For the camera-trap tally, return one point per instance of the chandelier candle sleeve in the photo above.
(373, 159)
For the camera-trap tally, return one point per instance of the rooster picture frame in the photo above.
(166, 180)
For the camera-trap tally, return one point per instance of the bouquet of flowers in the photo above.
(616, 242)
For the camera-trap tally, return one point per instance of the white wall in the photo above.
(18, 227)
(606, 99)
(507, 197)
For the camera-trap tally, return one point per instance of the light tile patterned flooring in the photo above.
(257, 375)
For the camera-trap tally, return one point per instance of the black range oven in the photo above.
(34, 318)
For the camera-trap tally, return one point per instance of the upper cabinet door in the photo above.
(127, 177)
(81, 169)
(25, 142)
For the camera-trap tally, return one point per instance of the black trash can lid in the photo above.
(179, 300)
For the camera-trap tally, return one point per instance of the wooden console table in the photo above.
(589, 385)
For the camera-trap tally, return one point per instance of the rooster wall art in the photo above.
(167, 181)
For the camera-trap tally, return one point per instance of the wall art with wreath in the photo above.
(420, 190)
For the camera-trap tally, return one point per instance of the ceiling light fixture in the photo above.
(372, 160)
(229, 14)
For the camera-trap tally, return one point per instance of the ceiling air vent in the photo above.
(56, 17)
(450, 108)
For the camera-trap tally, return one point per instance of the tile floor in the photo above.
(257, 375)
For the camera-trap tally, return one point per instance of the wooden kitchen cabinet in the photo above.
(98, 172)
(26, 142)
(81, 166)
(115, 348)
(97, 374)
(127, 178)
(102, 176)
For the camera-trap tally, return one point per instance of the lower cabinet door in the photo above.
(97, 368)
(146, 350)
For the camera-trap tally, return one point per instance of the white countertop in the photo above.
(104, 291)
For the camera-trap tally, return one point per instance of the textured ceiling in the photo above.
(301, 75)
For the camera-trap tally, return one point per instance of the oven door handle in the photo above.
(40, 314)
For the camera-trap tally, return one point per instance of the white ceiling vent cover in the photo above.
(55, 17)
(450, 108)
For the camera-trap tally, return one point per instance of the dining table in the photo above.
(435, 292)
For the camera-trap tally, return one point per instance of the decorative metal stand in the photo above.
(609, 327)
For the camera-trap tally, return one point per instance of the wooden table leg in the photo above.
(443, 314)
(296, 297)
***
Problem
What are the lines from the one with "countertop in the photo above." through the end of the records above? Set them down exactly, both ends included, and nothing else.

Solution to this problem
For the camera-trap tally, return one point per instance of the white countertop in the photo above.
(104, 291)
For the camera-trap tally, return one point per instance of the textured ceiling in the photo above.
(301, 75)
For the camera-trap tally, return one point per instance of the oven door handle in the photo above.
(40, 314)
For the camera-trap tally, return one point per instance of the white ceiling vent cover in the photo above.
(55, 17)
(450, 108)
For the camera-trap tally, return one point per instance of the dining table in the photo above.
(435, 292)
For the camera-trap tally, return one point per instance of the decorative metal stand in the photo above.
(609, 327)
For the camera-trap tally, return one point per instance of the wooden table leg in the photo above.
(443, 314)
(296, 297)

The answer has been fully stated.